■ Document passage
/---

Triggering the execution of the INSERT at the same time as the DELETE is not straightforward: the two transactions can only be run sequentially on the primary (the second depends on the first) and they must be run in parallel on the secondary (to trigger the bug).  I was able to do that by running a long transaction before the DELETE and INSERT.  For that, I created a table with many rows (one million in my case) by running the following commands in a Linux shell on the primary:
# mysql <<< "
>   CREATE TABLE test_jfg_ws.test_jfg_ws2 (
>     id INT UNSIGNED NOT NULL AUTO_INCREMENT PRIMARY KEY,
>     str VARCHAR(80) NOT NULL)"

# sql="INSERT INTO test_jfg_ws.test_jfg_ws2 (str) VALUES (RAND());"
# for i in $(seq 100); do
>   ( echo "BEGIN;"; yes "$sql" | head -n 10000; echo "COMMIT;"; ) | mysql
> done
With the table above and on my test system, executing the below ALTER takes between three and four seconds (if it takes less than two seconds on your system, add more rows in the table by running the for loop again).

\---

■ Raw records
/---

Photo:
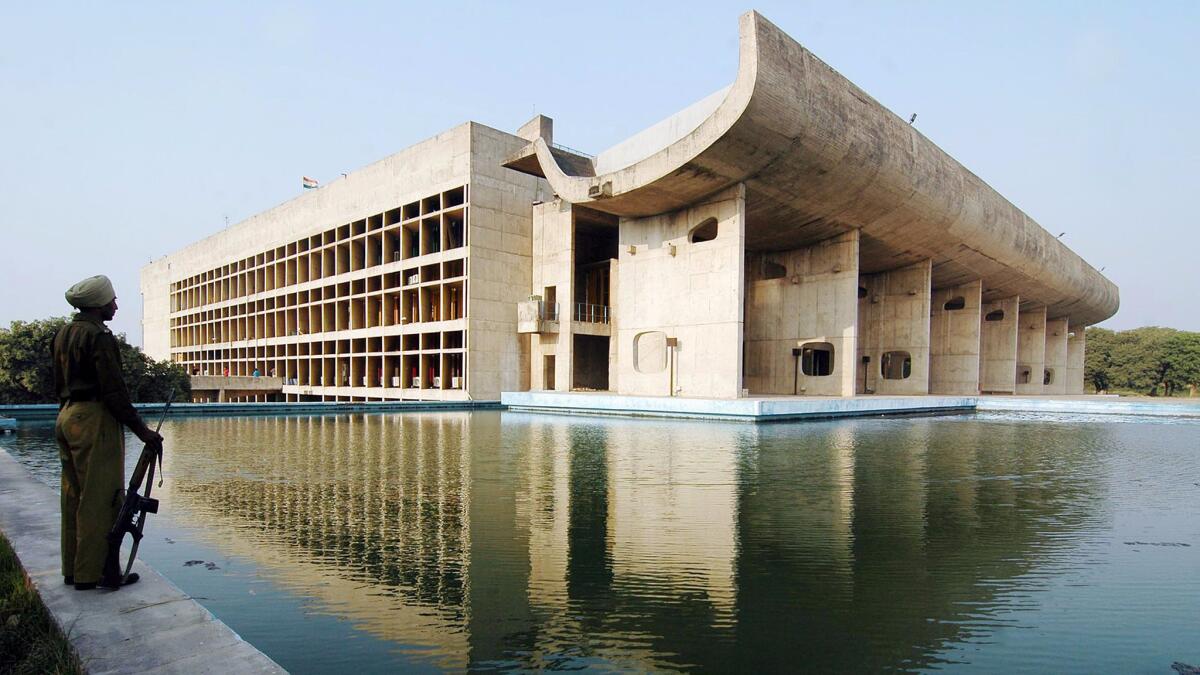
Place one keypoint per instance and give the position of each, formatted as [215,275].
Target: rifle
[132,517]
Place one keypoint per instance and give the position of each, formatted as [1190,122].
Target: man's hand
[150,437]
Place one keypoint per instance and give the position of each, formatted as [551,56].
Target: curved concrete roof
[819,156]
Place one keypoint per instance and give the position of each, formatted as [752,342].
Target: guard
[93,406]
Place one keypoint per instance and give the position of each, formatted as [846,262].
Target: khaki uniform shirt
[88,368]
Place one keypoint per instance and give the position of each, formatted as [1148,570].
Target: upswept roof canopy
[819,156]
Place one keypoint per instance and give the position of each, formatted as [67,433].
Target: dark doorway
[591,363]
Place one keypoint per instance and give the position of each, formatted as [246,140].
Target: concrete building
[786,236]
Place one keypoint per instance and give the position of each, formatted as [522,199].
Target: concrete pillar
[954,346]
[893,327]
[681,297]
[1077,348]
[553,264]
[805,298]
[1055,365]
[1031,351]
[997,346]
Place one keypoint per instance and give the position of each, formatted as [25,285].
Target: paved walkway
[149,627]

\---

■ Problems
**1.** Transcribe everything in the MySQL replication passage from "# for i in $(seq" down to "for loop again).".
**2.** Please continue the MySQL replication passage from where it stops.
The material has nothing to do with the MySQL replication passage.

■ Exercise answers
**1.**
# for i in $(seq 100); do
>   ( echo "BEGIN;"; yes "$sql" | head -n 10000; echo "COMMIT;"; ) | mysql
> done
With the table above and on my test system, executing the below ALTER takes between three and four seconds (if it takes less than two seconds on your system, add more rows in the table by running the for loop again).

**2.**
> ALTER TABLE test_jfg_ws.test_jfg_ws2 MODIFY COLUMN str VARCHAR(60);
Query OK, 1000000 rows affected (3.57 sec)
Records: 1000000  Duplicates: 0  Warnings: 0

> DELETE FROM test_jfg_ws.test_jfg_ws WHERE str = 'C';
Query OK, 1 row affected (0.00 sec)

> INSERT INTO test_jfg_ws.test_jfg_ws (str) VALUES ('c');
Query OK, 1 row affected (0.00 sec)
By running the DELETE and INSERT just after the ALTER, the two transactions with overlapping intervals are appended to the relay logs while the ALTER is running on the secondary.  When the ALTER completes and if parallel replication is enabled, we might trigger Bug#86078 by running the DELETE and the INSERT in parallel.
This also shows that Group Replication is still asynchronous replication: a member can be lagging/delayed.
Let's enable parallel replication and look at the status of the applier on a secondary member of the group:
> STOP GROUP_REPLICATION;
Query OK, 0 rows affected (9.83 sec)

> SET GLOBAL slave_parallel_type = LOGICAL_CLOCK;
Query OK, 0 rows affected (0.00 sec)

> SET GLOBAL slave_parallel_workers = 8;
Query OK, 0 rows affected (0.00 sec)

> START GROUP_REPLICATION;
Query OK, 0 rows affected (3.13 sec)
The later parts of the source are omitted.